What is Failure to Provide a Specimen?
The Road Traffic Act 1988 defines failing to provide a specimen as:
“An offence if, having been required to provide a specimen of breath, blood or urine for analysis, a person fails to do so, without reasonable excuse (after having/not having driven or attempted to drive).”
Basically, if the police suspect you might be under the influence and have even tried to drive, they can ask you to provide a specimen. Failing to give one can, and in most cases will be treated as an offence and will lead to a penalty equivalent to the one you would have received for the alleged drink driving offence.
After all, innocent people have nothing to hide, right?
What is a Valid Excuse for Failing to Provide a Specimen?
The law calls these reasonable excuses and there are only a handful of categories that include:
- You weren’t driving, in charge of the vehicle or intending to drive
- The officer hasn’t advised the reason for a specimen is that you’re under suspicious of being under the influence of drink or drugs. Under these circumstances you can refuse the test
- You have a valid medical reason to refuse to provide a specimen
It’s worth noting that even if you’ve got a valid reason for failing to provide a specimen, you can still be charged with the offence. However, it’s likely there would be no penalty attached.
And you don’t have to have a life-threatening illness to refuse to provide a specimen. Everyday illnesses can dictate whether you’re able to, for example:
- Asthma sufferers, people who suffer from panic attacks or those who have low lung capacity may find it difficult if not impossible to complete a breathalyser test
- A fear of needles may mean you cannot give a blood sample
- And urinary tract infections or prostate issues may mean you cannot provide a urine sample
You should be mindful however of using these excuses as it’s not enough to simply say that you suffer from one of these issues, and the police can request an alternative sample. For example, if you fail to provide a specimen by breathalyser and claim you have asthma but have no recorded medical history as an asthma sufferer, this would be a weak defence. Furthermore, the police officer may simply request a blood or urine sample.
As with everything, your defence will only be as strong as the evidence that sits behind it.

(Referring expression pointing data)

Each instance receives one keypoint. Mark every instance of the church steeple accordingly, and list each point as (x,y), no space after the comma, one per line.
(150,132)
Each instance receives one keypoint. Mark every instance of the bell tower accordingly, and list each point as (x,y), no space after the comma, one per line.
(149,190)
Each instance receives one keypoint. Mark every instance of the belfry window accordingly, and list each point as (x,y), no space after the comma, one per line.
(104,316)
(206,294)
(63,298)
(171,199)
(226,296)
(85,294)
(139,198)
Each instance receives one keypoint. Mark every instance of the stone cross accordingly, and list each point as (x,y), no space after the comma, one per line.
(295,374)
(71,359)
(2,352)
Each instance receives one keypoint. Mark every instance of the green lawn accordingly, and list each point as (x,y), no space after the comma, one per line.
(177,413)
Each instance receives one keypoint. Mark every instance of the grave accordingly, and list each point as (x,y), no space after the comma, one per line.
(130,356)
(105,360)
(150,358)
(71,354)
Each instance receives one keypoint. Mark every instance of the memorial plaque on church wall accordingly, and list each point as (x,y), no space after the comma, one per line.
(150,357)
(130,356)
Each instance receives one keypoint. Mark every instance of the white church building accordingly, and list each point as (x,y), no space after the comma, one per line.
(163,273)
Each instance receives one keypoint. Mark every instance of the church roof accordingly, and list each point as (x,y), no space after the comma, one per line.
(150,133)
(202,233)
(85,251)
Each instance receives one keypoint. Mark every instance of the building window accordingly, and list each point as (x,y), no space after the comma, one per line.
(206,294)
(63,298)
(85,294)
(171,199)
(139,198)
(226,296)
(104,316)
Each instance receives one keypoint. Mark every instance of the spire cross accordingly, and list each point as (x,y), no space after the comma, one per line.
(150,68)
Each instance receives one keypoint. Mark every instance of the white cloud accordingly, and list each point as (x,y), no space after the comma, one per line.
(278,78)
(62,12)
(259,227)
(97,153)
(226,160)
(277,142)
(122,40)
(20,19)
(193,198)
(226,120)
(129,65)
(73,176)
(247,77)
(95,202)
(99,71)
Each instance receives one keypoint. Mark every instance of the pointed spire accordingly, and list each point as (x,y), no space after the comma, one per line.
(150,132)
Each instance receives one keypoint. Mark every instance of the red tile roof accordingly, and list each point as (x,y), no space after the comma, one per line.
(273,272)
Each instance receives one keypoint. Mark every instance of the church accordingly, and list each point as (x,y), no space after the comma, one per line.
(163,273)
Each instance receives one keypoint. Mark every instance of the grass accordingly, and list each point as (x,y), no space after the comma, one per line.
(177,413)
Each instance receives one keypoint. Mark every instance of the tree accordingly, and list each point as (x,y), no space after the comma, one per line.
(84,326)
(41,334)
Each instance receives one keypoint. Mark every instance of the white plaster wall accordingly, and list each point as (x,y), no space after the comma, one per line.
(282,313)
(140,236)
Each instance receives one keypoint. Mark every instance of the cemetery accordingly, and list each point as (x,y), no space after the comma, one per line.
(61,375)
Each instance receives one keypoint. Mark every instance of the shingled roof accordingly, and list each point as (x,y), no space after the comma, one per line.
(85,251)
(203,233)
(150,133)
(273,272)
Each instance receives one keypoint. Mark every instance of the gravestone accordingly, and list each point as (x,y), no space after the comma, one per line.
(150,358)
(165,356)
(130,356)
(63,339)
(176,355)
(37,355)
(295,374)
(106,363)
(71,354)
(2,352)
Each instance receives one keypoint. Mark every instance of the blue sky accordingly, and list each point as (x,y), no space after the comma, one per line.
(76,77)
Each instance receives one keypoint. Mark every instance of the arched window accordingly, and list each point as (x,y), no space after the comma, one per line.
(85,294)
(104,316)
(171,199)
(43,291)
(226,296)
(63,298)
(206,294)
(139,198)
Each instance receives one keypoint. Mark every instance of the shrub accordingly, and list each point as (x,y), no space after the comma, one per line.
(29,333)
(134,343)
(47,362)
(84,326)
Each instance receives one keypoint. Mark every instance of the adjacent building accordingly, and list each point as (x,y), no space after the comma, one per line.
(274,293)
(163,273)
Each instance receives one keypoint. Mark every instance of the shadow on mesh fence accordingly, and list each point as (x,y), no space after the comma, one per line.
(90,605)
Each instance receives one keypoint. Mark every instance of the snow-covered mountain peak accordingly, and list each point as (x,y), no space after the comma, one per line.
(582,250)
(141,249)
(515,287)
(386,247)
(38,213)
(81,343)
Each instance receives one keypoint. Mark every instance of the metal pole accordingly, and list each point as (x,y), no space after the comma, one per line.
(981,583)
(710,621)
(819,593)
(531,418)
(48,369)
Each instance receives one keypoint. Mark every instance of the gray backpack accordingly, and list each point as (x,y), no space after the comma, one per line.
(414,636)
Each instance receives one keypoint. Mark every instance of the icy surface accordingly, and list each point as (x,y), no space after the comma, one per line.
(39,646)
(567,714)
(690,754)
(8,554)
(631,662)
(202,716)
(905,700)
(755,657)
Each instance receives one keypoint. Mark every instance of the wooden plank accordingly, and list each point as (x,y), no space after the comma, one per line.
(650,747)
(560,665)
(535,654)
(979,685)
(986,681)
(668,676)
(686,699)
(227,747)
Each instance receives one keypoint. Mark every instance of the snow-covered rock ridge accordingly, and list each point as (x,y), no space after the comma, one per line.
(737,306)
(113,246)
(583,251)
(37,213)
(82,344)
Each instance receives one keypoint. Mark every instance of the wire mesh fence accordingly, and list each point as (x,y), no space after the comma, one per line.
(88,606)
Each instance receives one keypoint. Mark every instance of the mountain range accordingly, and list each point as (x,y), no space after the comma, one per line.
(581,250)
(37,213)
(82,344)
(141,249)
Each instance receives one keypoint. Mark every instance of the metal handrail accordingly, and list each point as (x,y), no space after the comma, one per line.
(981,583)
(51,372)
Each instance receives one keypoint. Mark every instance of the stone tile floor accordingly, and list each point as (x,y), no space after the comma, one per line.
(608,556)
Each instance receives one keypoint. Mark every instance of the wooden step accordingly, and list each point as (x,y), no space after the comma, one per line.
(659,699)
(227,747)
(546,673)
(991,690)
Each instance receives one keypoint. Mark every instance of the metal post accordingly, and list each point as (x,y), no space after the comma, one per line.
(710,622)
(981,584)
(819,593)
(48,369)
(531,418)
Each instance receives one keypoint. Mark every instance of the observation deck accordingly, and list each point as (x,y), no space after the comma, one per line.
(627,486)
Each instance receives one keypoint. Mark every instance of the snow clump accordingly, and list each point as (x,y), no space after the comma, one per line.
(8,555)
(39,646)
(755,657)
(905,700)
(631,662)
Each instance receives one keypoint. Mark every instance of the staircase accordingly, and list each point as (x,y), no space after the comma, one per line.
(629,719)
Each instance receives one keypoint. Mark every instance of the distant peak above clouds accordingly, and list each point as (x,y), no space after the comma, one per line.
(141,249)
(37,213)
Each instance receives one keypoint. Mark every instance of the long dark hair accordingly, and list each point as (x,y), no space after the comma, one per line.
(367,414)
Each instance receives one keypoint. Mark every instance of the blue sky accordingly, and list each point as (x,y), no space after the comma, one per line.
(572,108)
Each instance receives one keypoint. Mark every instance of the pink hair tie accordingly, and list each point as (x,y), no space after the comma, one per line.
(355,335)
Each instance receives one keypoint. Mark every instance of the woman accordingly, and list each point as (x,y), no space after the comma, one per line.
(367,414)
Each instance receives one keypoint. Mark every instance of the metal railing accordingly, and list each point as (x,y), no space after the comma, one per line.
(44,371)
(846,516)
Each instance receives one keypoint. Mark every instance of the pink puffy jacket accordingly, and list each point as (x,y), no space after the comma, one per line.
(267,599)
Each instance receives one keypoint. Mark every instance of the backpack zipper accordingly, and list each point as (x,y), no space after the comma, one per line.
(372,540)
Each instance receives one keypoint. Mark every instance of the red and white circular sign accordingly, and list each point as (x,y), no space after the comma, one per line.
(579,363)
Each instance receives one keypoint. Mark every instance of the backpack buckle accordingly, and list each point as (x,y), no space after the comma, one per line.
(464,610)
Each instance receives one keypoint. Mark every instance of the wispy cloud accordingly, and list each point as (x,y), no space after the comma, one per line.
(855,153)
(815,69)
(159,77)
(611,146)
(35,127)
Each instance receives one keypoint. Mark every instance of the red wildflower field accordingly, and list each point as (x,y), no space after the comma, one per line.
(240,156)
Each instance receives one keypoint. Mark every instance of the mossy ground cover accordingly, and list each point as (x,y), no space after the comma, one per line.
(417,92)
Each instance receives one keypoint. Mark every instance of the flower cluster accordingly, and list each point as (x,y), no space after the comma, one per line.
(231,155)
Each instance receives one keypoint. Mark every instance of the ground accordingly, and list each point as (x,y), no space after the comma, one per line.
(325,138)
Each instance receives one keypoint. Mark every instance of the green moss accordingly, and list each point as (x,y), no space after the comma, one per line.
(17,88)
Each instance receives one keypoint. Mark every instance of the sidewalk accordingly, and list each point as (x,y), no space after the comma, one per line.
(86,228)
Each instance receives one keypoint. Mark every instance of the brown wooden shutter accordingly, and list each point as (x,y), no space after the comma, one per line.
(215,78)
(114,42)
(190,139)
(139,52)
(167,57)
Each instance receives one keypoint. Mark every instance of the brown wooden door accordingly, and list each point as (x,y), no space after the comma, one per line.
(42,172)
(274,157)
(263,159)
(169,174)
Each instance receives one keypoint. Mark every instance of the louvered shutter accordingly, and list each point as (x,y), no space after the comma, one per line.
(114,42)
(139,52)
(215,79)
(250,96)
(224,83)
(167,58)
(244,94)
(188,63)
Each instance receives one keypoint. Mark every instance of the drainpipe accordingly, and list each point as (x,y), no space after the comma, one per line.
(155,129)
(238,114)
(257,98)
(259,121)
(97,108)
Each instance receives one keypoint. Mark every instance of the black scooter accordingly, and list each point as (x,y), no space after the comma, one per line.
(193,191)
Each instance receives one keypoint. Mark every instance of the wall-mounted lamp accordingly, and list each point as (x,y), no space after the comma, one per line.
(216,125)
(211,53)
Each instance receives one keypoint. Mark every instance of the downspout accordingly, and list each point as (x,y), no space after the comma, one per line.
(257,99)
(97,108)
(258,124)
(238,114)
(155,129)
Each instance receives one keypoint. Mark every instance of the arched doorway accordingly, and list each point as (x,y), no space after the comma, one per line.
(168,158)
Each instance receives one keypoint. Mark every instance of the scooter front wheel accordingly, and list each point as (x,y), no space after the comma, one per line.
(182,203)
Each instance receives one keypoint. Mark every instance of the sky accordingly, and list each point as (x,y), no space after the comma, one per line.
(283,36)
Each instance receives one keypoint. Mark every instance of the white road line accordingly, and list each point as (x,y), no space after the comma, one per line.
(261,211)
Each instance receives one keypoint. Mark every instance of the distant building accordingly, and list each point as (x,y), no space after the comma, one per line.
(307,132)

▶ [TASK TO COMPLETE]
Copy out the passage of the text on failing to provide a specimen that runs from "What is Failure" up to and including "Failing to Provide a Specimen?".

▶ [SOLUTION]
What is Failure to Provide a Specimen?
The Road Traffic Act 1988 defines failing to provide a specimen as:
“An offence if, having been required to provide a specimen of breath, blood or urine for analysis, a person fails to do so, without reasonable excuse (after having/not having driven or attempted to drive).”
Basically, if the police suspect you might be under the influence and have even tried to drive, they can ask you to provide a specimen. Failing to give one can, and in most cases will be treated as an offence and will lead to a penalty equivalent to the one you would have received for the alleged drink driving offence.
After all, innocent people have nothing to hide, right?
What is a Valid Excuse for Failing to Provide a Specimen?